DATA FOR REVIEW:
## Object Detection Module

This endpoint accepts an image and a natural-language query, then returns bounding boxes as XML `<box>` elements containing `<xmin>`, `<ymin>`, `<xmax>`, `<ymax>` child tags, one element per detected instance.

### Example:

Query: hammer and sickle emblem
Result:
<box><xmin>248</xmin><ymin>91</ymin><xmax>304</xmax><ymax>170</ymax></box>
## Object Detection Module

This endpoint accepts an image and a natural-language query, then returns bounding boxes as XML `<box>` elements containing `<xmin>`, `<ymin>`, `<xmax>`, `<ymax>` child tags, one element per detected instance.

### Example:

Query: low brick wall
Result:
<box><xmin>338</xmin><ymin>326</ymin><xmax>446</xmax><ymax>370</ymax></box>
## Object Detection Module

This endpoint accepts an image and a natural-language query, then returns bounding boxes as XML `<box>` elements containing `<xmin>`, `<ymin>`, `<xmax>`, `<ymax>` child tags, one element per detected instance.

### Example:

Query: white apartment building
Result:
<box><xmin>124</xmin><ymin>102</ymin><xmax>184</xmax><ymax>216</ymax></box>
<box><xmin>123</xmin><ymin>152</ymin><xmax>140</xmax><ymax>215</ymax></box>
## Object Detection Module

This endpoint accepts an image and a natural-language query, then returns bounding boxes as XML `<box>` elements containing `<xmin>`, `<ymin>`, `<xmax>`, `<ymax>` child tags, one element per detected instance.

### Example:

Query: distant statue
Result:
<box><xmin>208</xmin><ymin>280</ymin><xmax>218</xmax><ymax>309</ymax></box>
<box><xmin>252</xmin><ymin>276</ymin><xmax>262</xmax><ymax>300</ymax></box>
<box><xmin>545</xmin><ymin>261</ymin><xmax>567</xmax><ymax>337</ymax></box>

ASSIGNED TASK: Make a verbatim copy of each record.

OUTPUT:
## Object Detection Module

This endpoint accepts an image and a natural-language query, then returns bounding boxes as XML `<box>` elements containing `<xmin>`, `<ymin>`, `<xmax>`, `<ymax>` child tags, one element per detected instance.

### Example:

Query: hammer and sickle emblem
Result:
<box><xmin>248</xmin><ymin>91</ymin><xmax>304</xmax><ymax>170</ymax></box>
## Object Detection Module

This endpoint accepts an image and a natural-language query, then returns bounding boxes as XML `<box>` elements containing `<xmin>`, `<ymin>`, `<xmax>`, `<ymax>` child tags, one element per detected instance.

### Example:

Query: low brick wall
Result:
<box><xmin>338</xmin><ymin>326</ymin><xmax>446</xmax><ymax>370</ymax></box>
## Object Detection Module

This endpoint accepts an image and a natural-language query, then returns bounding boxes as XML `<box>` elements containing `<xmin>`, `<ymin>`, `<xmax>`, `<ymax>` child tags, one element per detected instance.

### Example:

Query: white apartment building
Result:
<box><xmin>124</xmin><ymin>102</ymin><xmax>184</xmax><ymax>216</ymax></box>
<box><xmin>123</xmin><ymin>152</ymin><xmax>140</xmax><ymax>215</ymax></box>
## Object Detection Module

This endpoint accepts an image and a natural-language query, then returns bounding boxes as XML `<box>` elements containing `<xmin>`, `<ymin>`, `<xmax>`, `<ymax>` child tags, one element per detected instance.

### Example:

Query: distant statue
Result:
<box><xmin>208</xmin><ymin>280</ymin><xmax>218</xmax><ymax>309</ymax></box>
<box><xmin>252</xmin><ymin>276</ymin><xmax>262</xmax><ymax>300</ymax></box>
<box><xmin>545</xmin><ymin>261</ymin><xmax>567</xmax><ymax>337</ymax></box>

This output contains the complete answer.